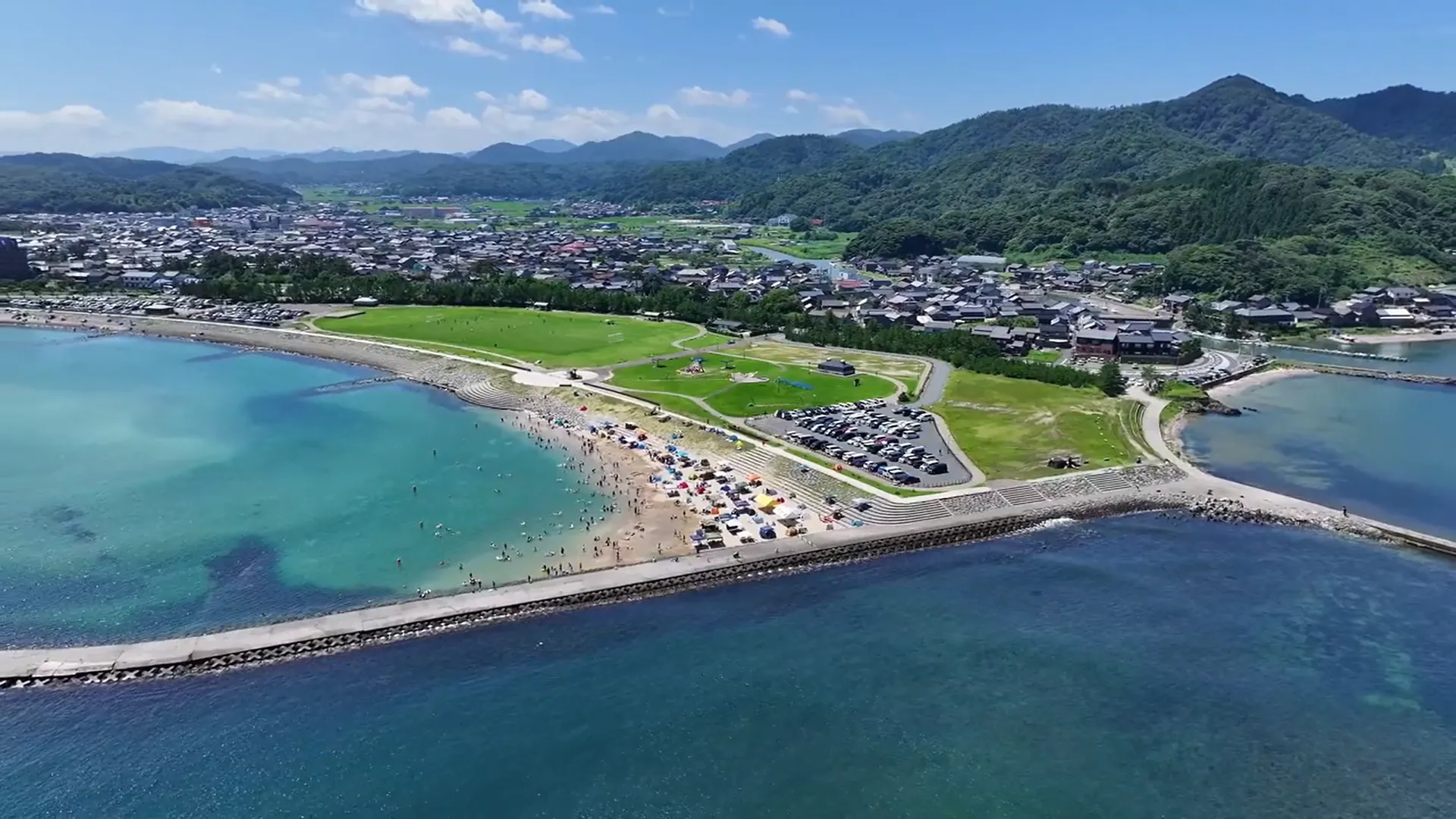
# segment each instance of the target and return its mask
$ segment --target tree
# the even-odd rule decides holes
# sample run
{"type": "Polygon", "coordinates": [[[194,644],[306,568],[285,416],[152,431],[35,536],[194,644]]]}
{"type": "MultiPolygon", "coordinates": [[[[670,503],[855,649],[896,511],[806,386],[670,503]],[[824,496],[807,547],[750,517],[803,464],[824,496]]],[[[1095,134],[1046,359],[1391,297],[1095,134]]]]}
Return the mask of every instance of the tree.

Prompt:
Retype every line of the item above character for character, leaving out the picture.

Expected output:
# segment each instance of the target and return its mask
$ segment --target tree
# the even-odd rule decides holes
# sample run
{"type": "Polygon", "coordinates": [[[194,644],[306,568],[285,416],[152,431],[35,536],[194,644]]]}
{"type": "MultiPolygon", "coordinates": [[[[670,503],[855,649],[896,511],[806,386],[670,503]],[[824,496],[807,547],[750,517],[803,464],[824,496]]],[[[1095,134],[1046,359],[1391,297],[1095,134]]]]}
Return the mask of every instance of the tree.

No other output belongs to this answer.